A salvação acontece com base nas entranhas da história da humanidade.
Deus, pela encarnação que culmina em Jesus de Nazaré, assume as entranhas humanas para salvar todos e tudo. Infelizmente já faz parte do senso comum que salvação se refere apenas à “alma”. Perdeu-se a relação do corpo com a salvação. Diante disso é bom recordar que a palavra “salvação”, no seu sentido original, quer dizer livrar o ser humano de algum mal físico, moral ou político, ou de algum cataclismo cósmico; isso supõe resgate da integridade.
Com referência ao acontecimento Jesus vem resgatar a integridade do ser humano o que significa restabelecer sua relação inata com Deus, com os outros, com toda a criação e consigo mesmo. Não podemos esquecer que o credo cristão afirma a convicção na ressurreição da “carne”, não apenas da “alma”. Salvação é um dos efeitos mais importantes do acontecimento Cristo, pelo menos na mentalidade do autor do Evangelho de Lucas e Atos dos Apóstolos. Lucas é o único dos evangelistas sinóticos a chamar Jesus de “Salvador”.
O melhor resumo que mostra o que é salvação é: “O filho do Homem veio buscar o que estava perdido e salvá-lo” (Lc 19,10).
Não podemos continuar pensando, segundo o senso comum, que salvação se refere somente a algo pós-morte e que não tem nada a ver com libertações na história. Na Bíblia, as categorias salvação e libertação são “equivalentes” e complementares, mesmo que alguns textos possam enfatizar mais a ideia de salvação, e outros, mais a ideia de libertação.
Por exemplo, etimologicamente o nome Josué significa “o Senhor é libertação-salvação” (Nm 11,28); Josué é a versão hebraica do nome de Jesus. Este é versão aramaica.

**O que fazer:**
- A) Segundo o texto sobre salvação, qual é o único evangelista sinótico a chamar Jesus de “Salvador”?
- B) Continue o texto sobre salvação a partir da última frase apresentada.

**Bloco de dados:**
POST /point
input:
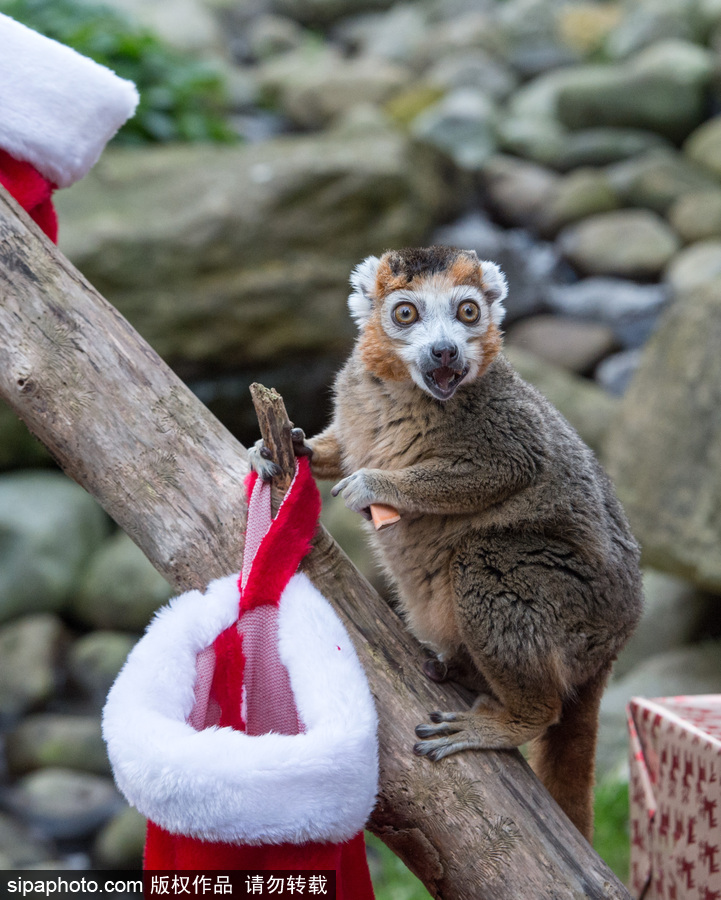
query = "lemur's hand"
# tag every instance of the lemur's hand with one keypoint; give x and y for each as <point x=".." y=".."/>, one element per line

**Respostas por tarefa:**
- A) Lucas.

- B)
Logo, etimologicamente, Jesus é o novo Josué, aquele que liberta e salva, em um processo interdependente. Josué conduziu o povo na conquista da terra prometida. Jesus conduz o povo para a chegada do Reino de Deus no mundo.
Outro exemplo: o nome Oséias significa libertação-salvação (Nm 13,8) — o profeta Oséias combateu com veemência a idolatria, libertando e salvando o povo.
Libertação-salvação faz parte do campo semântico dos verbos libertar, salvar, sarar, curar, resgatar, perdoar, reerguer, redimir, integrar, recuperar, incluir, apoiar e outros similares. Isso indica a inter-relação existente entre libertar e salvar: são duas faces da mesma medalha; inseparáveis como carne e unha. “Salvação” que não implica libertação real, concreta e corporal das pessoas é pseudo salvação.
Lucas não quer, em momento algum, espiritualizar a proposta do Evangelho de Jesus Cristo, mas inseri-la nos processos orgânicos de libertação. A salvação que Lucas defende não é aparente, como diz o povo: “Peruca em cabeça de careca”.
A salvação universal se estende a tudo e a todos, não porque o povo judeu a recusou, mas porque está no plano salvífico de Deus favorecer toda a humanidade.
O plano salvífico, segundo Lucas, começa com o movimento de Jesus Cristo, no evangelho, e continua nos Atos dos Apóstolos sob a ação do Espírito prolongando-se nas Igrejas pelo mundo afora. No plano teológico da obra de Lucas, o tempo da promessa (Primeiro Testamento), o tempo de Jesus (evangelho) e o tempo das Igrejas (Atos dos Apóstolos) apresentam uma visão unitária de um único projeto de salvação pensado pelo Deus da Bíblia, para o ser humano de todos os tempos e realizado em Jesus por meio do dom e da presença do Espírito Santo nas comunidades cristãs.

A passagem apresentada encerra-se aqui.